*GOAL OF THE EXERCISE:*
Every line in the records below with the string "Give" needs to be copied out.
○ ○ ○
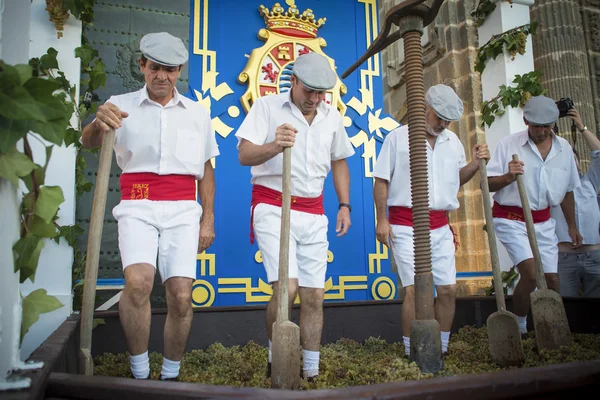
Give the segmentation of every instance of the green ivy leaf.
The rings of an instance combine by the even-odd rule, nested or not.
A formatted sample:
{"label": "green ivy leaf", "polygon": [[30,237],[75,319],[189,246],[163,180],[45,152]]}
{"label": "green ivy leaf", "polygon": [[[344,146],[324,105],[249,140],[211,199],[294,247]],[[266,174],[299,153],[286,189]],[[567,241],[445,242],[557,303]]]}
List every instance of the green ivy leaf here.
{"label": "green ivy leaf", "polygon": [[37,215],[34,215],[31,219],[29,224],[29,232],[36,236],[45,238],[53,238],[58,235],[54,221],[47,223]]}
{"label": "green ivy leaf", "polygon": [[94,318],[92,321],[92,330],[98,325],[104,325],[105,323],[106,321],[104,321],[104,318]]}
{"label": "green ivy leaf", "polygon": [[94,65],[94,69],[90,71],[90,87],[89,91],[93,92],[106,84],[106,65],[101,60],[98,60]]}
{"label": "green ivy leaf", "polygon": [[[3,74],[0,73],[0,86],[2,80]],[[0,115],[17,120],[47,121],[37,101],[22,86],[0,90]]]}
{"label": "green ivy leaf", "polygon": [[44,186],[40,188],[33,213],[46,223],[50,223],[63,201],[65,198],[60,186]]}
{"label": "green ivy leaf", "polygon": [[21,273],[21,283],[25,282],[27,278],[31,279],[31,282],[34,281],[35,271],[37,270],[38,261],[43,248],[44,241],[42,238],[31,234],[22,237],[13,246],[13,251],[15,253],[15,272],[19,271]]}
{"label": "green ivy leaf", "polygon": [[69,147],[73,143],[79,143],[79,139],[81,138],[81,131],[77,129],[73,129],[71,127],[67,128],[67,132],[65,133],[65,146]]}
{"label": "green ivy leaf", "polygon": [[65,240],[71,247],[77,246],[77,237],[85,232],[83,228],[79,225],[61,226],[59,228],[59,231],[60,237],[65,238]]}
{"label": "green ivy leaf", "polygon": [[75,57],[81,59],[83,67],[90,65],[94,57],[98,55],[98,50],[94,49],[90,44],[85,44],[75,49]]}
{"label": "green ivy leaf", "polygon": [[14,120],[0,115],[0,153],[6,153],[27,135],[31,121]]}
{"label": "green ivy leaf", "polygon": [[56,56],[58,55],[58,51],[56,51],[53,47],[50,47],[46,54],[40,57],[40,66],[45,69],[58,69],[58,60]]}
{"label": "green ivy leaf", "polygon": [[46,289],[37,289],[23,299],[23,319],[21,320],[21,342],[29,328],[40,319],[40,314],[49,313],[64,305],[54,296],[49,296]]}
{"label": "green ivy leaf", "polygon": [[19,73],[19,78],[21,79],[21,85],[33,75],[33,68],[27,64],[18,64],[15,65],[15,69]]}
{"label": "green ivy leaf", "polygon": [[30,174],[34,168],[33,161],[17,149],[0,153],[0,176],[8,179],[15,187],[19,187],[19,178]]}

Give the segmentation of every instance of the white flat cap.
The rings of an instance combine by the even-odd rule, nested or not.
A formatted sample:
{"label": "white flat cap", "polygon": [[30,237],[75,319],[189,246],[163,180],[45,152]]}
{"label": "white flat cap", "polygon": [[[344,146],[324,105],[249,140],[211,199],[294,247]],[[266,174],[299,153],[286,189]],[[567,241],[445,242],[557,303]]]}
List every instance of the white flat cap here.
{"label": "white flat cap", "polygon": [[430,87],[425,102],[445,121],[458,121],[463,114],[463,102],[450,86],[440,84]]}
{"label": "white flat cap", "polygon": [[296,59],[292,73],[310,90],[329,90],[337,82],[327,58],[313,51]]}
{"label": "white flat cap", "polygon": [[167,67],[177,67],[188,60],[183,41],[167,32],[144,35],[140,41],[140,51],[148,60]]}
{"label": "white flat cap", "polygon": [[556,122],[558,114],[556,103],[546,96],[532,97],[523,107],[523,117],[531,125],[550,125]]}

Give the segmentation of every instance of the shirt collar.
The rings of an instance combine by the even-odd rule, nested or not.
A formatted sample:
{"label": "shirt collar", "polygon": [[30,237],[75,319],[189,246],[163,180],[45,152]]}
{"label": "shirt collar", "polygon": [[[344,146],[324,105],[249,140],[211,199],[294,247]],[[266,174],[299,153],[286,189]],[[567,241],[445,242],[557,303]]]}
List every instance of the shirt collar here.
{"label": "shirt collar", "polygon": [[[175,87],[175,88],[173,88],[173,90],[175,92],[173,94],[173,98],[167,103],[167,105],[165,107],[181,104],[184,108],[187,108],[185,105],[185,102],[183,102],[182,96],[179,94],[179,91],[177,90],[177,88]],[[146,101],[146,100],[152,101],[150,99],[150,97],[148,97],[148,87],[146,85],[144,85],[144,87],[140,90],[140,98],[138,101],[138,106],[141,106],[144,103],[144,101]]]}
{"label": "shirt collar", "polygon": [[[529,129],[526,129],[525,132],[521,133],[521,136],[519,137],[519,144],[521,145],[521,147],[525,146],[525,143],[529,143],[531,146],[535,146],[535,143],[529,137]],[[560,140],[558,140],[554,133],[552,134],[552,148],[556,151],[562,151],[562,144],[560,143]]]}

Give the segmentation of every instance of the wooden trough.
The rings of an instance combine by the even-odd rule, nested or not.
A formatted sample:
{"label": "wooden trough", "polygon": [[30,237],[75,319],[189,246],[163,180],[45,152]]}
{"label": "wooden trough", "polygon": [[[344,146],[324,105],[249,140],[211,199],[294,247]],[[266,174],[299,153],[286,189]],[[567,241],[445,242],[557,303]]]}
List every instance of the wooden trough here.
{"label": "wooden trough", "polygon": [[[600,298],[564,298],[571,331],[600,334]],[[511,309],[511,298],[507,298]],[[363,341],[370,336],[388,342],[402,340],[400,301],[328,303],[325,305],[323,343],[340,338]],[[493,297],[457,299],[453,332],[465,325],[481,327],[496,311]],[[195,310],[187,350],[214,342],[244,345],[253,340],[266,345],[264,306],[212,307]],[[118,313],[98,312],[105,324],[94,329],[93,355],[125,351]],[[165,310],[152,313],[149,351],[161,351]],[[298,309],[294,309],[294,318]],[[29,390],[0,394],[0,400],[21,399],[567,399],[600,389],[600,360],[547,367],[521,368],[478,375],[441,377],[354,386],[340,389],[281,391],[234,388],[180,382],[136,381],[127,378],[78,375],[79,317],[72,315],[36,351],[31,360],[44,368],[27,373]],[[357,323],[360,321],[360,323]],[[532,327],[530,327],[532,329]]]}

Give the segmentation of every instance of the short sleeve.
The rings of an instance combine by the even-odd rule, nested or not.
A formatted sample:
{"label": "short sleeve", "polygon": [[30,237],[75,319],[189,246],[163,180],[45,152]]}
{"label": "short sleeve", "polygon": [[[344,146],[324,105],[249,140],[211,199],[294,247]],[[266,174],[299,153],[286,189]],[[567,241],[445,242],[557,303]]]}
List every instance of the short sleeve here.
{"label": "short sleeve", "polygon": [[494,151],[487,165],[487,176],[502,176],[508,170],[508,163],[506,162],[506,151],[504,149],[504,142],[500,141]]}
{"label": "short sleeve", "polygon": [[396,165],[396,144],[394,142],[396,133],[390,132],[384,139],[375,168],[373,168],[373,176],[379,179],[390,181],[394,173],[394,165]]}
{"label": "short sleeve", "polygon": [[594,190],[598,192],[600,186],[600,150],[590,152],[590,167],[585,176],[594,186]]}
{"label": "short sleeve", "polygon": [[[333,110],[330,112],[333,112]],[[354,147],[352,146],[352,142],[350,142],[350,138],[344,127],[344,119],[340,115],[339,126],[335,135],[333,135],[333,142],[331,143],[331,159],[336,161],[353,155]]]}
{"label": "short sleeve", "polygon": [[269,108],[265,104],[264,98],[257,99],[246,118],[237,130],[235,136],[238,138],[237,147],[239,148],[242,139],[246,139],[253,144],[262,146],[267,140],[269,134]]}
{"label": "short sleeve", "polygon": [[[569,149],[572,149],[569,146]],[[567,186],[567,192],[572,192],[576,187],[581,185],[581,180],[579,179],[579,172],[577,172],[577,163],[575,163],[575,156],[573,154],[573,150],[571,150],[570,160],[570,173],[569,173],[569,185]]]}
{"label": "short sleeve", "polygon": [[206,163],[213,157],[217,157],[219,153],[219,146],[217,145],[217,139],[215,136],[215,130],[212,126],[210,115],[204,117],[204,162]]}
○ ○ ○
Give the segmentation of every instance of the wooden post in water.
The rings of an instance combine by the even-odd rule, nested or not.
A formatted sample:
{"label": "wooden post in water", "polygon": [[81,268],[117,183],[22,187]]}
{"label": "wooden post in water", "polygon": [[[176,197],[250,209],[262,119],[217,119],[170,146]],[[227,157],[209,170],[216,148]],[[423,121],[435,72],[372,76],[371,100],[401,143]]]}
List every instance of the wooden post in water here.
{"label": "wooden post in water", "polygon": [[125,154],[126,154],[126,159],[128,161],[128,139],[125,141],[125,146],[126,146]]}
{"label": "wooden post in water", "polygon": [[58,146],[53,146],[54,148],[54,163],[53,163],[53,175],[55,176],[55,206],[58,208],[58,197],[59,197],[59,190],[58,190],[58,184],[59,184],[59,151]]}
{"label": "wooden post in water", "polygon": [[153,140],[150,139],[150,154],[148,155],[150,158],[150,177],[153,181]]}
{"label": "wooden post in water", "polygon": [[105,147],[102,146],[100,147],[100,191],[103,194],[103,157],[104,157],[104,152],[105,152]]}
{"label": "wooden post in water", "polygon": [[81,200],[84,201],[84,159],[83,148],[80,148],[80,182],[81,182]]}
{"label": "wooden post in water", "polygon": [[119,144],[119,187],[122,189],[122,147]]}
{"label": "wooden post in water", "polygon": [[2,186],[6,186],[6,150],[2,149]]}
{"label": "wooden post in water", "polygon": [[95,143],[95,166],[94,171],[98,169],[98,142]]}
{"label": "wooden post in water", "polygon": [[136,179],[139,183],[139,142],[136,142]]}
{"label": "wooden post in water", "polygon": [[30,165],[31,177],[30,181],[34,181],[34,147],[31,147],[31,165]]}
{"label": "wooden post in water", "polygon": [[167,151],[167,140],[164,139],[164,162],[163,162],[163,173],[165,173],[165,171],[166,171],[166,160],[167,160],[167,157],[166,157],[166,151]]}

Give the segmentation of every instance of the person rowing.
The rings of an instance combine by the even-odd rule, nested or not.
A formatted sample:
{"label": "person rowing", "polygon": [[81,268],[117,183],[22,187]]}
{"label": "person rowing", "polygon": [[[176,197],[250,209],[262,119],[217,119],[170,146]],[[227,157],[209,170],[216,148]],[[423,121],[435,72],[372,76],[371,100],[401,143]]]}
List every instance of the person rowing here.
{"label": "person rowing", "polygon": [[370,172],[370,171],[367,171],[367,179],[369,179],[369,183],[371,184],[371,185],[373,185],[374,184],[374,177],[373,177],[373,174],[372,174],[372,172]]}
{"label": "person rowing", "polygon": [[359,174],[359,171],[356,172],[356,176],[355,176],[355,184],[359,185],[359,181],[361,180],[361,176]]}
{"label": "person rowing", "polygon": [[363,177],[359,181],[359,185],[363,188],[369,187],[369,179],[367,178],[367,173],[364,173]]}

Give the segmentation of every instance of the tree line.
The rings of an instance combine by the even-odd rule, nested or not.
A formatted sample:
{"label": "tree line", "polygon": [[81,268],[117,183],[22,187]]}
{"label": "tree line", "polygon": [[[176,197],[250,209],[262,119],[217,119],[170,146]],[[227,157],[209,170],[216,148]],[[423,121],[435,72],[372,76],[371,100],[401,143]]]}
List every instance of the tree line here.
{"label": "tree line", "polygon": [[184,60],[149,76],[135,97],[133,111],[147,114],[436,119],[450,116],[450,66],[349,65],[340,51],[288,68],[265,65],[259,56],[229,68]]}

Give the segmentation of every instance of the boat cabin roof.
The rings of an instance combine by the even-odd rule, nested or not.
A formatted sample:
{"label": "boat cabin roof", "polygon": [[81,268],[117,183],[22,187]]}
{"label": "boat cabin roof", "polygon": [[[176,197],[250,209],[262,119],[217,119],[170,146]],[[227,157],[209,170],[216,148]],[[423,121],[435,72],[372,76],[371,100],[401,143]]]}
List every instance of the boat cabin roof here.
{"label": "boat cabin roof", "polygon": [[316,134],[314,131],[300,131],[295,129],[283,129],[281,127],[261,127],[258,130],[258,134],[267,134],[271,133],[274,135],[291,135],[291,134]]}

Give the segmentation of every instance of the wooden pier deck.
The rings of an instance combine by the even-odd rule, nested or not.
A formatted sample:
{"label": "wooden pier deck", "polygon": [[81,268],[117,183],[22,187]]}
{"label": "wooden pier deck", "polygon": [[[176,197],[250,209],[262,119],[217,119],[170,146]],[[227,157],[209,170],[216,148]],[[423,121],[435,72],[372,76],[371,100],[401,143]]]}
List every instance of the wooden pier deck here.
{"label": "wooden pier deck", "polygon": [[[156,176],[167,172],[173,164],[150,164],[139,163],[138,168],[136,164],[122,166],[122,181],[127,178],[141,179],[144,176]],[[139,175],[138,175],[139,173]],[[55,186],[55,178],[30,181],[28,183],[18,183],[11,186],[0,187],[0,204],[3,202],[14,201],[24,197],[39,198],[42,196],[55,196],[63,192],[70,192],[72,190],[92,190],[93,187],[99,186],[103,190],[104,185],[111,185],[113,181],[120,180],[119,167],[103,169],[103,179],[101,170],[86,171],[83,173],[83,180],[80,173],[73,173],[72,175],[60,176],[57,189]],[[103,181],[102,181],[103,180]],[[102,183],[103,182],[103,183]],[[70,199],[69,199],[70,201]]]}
○ ○ ○
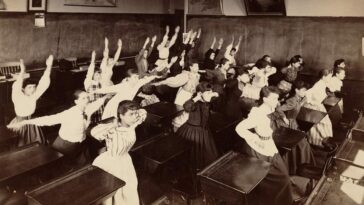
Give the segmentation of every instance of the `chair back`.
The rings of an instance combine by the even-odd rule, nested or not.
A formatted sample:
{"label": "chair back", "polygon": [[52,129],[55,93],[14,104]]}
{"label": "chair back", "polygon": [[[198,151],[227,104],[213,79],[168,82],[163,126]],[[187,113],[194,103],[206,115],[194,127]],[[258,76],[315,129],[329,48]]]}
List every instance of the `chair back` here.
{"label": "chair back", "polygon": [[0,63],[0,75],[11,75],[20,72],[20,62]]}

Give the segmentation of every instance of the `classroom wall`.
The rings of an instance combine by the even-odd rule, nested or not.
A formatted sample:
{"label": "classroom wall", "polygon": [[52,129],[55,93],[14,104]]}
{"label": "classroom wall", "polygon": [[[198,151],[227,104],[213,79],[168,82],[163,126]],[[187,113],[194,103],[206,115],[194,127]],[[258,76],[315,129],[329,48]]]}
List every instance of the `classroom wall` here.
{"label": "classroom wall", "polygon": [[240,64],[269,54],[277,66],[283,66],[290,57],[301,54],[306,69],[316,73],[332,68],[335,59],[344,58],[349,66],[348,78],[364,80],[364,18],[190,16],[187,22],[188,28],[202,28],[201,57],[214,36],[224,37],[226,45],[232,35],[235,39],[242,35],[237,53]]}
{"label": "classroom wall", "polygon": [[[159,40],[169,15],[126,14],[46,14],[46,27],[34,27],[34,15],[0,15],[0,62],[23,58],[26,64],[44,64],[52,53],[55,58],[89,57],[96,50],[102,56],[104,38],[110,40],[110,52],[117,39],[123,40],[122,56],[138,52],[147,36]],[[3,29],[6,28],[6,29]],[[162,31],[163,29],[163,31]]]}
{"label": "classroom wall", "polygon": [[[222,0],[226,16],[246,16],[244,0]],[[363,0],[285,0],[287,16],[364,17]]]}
○ ○ ○
*RESPONSE:*
Give the segmentation of every instance of the green ivy leaf.
Give the segmentation of every instance of the white flat cap.
Give the segmentation of every instance of the shirt collar.
Give the segmentation of every instance of the wooden trough.
Give the segmentation of every instance of the short sleeve.
Give the segmentation of every instance of the wooden post in water.
Give the segmentation of every instance of the person rowing.
Give the segmentation of every instance of the tree line.
Give the segmentation of every instance of the boat cabin roof.
Give the segmentation of every instance of the wooden pier deck.
Give the segmentation of every instance of the `chair back`.
Give the segmentation of every instance of the `classroom wall`.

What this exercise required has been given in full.